TRECHO SELECIONADO:
......

Contumácia como requisito para a configuração do crime descrito no artigo 2º, II, da lei 8.137/90
Em tempos de crescente preocupação com a criminalização da atividade empresarial no Brasil, o bom senso da decisão é uma ilha no revolto mar de excessos em que vivemos.
segunda-feira, 17 de abril de 2023
Atualizado em 19 de abril de 2023 07:40
O crime estampado artigo 2º, II, da lei 8.137/90 consiste na conduta de "deixar de recolher, no prazo legal, valor de tributo ou de contribuição social, descontado ou cobrado, na qualidade de sujeito passivo de obrigação e que deveria recolher aos cofres públicos".
A propósito da tipicidade em questão, o Supremo Tribunal Federal, quando do julgamento do RHC 163.334/SC, fixou a seguinte tese jurídica:
"O contribuinte que, de forma contumaz e com dolo de apropriação, deixa de recolher o ICMS cobrado do adquirente da mercadoria ou serviço, incide no tipo penal do art. 2º, II, da lei 8.137/90" (sem grifos no original).
Nesse toar, aplicando-se o atual entendimento do Pretório Excelso, conclui-se que, conquanto o fato deletério atribuído ao agente, a princípio, se subsuma à figura penal retro mencionada, a ausência de contumácia poderá conduzir ao reconhecimento da atipicidade da conduta e, por conseguinte, à absolvição do Réu.

......

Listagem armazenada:
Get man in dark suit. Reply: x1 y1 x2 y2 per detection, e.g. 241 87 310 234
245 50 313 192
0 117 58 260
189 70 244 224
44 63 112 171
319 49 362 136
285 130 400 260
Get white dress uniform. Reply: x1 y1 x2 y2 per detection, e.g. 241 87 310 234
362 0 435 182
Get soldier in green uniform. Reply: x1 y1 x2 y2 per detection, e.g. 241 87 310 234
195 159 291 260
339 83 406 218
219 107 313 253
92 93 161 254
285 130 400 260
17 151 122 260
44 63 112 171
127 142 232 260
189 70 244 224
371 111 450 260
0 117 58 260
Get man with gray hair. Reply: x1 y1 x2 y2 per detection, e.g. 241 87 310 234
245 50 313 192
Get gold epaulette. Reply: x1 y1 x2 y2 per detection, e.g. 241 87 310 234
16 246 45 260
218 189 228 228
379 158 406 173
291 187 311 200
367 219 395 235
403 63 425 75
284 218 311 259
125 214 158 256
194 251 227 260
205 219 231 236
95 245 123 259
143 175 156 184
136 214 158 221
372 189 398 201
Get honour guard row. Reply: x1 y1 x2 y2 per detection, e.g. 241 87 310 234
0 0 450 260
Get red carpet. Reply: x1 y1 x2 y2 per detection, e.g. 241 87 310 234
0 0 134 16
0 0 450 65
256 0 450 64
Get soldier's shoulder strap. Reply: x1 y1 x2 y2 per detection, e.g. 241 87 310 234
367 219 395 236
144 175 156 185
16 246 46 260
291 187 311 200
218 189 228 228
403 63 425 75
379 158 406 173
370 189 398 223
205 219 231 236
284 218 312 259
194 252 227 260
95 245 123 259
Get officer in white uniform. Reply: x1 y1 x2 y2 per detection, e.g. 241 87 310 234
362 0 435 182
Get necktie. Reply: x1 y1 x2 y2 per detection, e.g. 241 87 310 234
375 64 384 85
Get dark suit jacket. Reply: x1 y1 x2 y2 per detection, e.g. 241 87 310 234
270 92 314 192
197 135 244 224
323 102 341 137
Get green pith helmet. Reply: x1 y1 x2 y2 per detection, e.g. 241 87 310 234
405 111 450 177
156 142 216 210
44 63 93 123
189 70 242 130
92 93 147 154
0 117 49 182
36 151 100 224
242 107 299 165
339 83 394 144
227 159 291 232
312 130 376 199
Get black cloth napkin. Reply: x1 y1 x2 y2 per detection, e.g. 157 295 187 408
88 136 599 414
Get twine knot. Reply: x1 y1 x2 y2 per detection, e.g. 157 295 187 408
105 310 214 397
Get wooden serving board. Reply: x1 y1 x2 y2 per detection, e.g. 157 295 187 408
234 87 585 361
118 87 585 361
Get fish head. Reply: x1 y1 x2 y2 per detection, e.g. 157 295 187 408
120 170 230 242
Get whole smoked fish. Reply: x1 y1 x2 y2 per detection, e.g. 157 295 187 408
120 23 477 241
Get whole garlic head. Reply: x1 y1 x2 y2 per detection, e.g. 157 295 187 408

......

A TAREFA: Retome o texto sobre a contumácia no crime do artigo 2º, II, da lei 8.137/90, escrevendo a partir da última frase apresentada.

A RESPOSTA:
É dizer, ainda que a figura em questão seja típica, a contumácia foi incluída como requisito necessário para a tipificação.
Vejamos.
"RECURSO ESPECIAL. APROPRIAÇÃO INDÉBITA TRIBUTÁRIA (ART. 2º, II, DA LEI N. 8.137/1990). VIOLAÇÃO DO ART. 23, I, DO CP. INADMISSIBILIDADE. SÚMULA 7/STJ. VIOLAÇÃO DO ART. 2º, II, DA LEI 8.137/1990. PROCEDÊNCIA. AUSÊNCIA DE CONTUMÁCIA DELITIVA (RHC N. 163.334). MOLDURA FÁTICA (EXTRAÍDA DA INSTÂNCIA ORDINÁRIA) QUE INDICA QUE A AUSÊNCIA DE RECOLHIMENTO DO ICMS DECLARADO OCORREU POR POUCO PERÍODO DE TEMPO (QUATRO MESES), INEXISTINDO MENÇÃO À REITERAÇÃO SUBSEQUENTE. ATIPICIDADE. ABSOLVIÇÃO. Recurso conhecido em parte e, nessa extensão, provido para absolver a recorrente, com fundamento no art. 386, III, do CPP." (REsp 1.852.129/SC, Rel. Ministro SEBASTIÃO REIS JÚNIOR, SEXTA TURMA, julgado em 16/06/2020, DJe 26/06/20)
Foi com base nesse entendimento que ao julgar o AgRg no REsp 1.867.109/SC (j. 25/8/20), o STJ afastou a punição de um agente porque o não recolhimento do tributo havia se limitado a um mês:
"A Terceira Seção do Superior Tribunal de Justiça, no julgamento do HC 399.109/SC, pacificou o entendimento de que o não recolhimento do ICMS em operações próprias é fato típico.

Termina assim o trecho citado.